(Extracted text begins)

Researchers apply "near-frictionless" tech to electronics components-Xinhua

Researchers apply "near-frictionless" tech to electronics components

Source: Xinhua

Editor: huaxia

2025-02-19 22:28:15

JERUSALEM, Feb. 19 (Xinhua) -- Researchers from Israel and Japan have successfully applied the physics phenomenon of superlubricity -- where friction between surfaces nearly vanishes -- to electronic components for the first time, Tel Aviv University said on Wednesday.

It said the findings, published in the journal Nature, could boost computing power and energy efficiency in technologies from AI to medical systems.

The development can help address a critical bottleneck in computing: friction generated when memory components operate at high speeds.

By mimicking nature's method of creating frictionless surfaces, the team combined ultra-thin layers of boron, nitrogen, and graphene -- a material just one atom thick -- to enable near-effortless movement between atomic layers.

Friction in electronics slows data processing and increases energy use, particularly in systems handling millions of operations per second.

(Extracted text ends)
(Supplied entries begins)

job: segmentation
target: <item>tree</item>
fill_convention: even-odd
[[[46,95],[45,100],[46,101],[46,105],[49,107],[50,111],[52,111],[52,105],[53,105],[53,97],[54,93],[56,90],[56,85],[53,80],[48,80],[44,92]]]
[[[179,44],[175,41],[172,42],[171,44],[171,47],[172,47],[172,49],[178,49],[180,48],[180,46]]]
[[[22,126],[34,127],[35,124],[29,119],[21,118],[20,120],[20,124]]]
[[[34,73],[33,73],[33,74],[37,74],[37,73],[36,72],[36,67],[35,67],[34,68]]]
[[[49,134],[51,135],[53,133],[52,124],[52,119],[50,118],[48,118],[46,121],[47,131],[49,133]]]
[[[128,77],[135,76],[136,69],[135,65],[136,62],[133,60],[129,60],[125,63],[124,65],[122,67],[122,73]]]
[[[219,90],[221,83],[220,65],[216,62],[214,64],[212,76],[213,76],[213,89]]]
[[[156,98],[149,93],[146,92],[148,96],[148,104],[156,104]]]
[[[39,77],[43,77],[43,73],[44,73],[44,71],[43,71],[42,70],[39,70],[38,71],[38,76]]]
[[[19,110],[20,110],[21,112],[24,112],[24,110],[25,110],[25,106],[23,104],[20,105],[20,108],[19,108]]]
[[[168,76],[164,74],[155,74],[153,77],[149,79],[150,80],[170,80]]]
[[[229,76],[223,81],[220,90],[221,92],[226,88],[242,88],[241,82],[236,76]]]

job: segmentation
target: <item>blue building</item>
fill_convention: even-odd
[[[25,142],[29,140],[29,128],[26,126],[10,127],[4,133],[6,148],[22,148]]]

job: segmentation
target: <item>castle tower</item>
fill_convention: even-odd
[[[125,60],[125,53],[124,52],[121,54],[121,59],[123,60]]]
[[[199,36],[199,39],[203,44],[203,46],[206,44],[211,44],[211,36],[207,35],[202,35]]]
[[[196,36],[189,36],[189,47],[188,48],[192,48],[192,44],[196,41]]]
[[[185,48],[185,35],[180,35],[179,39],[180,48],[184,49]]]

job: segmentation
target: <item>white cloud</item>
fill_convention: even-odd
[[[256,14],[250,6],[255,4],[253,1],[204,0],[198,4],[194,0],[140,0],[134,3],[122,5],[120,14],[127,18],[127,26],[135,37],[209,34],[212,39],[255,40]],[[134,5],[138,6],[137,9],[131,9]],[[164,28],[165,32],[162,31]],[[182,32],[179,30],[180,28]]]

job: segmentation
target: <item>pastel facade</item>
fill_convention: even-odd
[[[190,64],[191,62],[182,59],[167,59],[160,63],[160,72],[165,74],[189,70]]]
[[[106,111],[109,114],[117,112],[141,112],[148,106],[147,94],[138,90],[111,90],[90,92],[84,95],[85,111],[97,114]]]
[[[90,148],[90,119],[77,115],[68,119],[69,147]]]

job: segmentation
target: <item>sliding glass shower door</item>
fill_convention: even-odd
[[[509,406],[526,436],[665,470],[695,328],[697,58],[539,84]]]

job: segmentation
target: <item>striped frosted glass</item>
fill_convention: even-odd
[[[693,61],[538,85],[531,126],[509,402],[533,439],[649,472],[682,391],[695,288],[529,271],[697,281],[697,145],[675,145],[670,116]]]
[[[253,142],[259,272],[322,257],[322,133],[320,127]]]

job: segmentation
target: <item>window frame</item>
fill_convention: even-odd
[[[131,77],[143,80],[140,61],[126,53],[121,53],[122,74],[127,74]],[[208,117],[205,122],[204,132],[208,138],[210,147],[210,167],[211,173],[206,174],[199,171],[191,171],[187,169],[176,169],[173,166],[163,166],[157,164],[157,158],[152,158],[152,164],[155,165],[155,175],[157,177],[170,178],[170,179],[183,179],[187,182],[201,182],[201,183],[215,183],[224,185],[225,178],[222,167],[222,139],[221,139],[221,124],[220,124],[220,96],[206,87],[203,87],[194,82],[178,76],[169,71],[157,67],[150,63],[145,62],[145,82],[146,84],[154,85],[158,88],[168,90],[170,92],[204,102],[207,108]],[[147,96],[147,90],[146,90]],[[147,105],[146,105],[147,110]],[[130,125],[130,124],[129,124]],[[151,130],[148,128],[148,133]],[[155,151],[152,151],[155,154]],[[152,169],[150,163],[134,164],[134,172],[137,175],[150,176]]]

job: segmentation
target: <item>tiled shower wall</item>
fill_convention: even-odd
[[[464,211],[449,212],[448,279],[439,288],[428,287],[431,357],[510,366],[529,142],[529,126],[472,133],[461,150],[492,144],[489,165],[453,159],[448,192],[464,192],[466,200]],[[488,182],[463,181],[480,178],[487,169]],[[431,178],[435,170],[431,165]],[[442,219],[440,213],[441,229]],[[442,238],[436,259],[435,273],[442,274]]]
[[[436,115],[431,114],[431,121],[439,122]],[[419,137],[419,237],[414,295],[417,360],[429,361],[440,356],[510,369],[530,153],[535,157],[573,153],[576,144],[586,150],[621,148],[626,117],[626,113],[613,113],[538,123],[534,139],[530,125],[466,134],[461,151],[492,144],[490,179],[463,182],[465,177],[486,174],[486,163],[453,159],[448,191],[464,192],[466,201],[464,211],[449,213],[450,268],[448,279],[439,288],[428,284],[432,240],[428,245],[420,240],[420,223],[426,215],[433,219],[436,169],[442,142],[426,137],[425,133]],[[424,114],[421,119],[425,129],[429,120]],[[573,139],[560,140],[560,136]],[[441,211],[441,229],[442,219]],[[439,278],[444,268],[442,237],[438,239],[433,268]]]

(Supplied entries ends)

Activities:
• a. Translate this sentence from the superlubricity news report into Spanish: "The development can help address a critical bottleneck in computing: friction generated when memory components operate at high speeds."
• b. Carry on the news report about superlubricity in electronics with one more paragraph, starting after its final sentence.
The data above stands apart from the news report on superlubricity and is not part of it.

Answers:
• a. El avance puede ayudar a resolver un cuello de botella crítico en la computación: la fricción que se genera cuando los componentes de memoria funcionan a altas velocidades.

• b.
The researchers compared their approach to aligning two egg cartons: when perfectly matched, they stick, but even a slight twist allows easy separation. Similarly, offsetting atomic layers prevented synchronization, reducing friction by up to 90 percent, the study found.

In experiments, graphene sheets with microscopic holes allowed synchronized clusters of boron and nitrogen atoms to move freely. This "frictionless" state accelerated data transfer while cutting energy consumption, potentially enhancing devices like sensors, medical implants, and AI hardware.

Superlubricity, first observed in the 1990s, has until now been largely confined to mechanical systems like engines.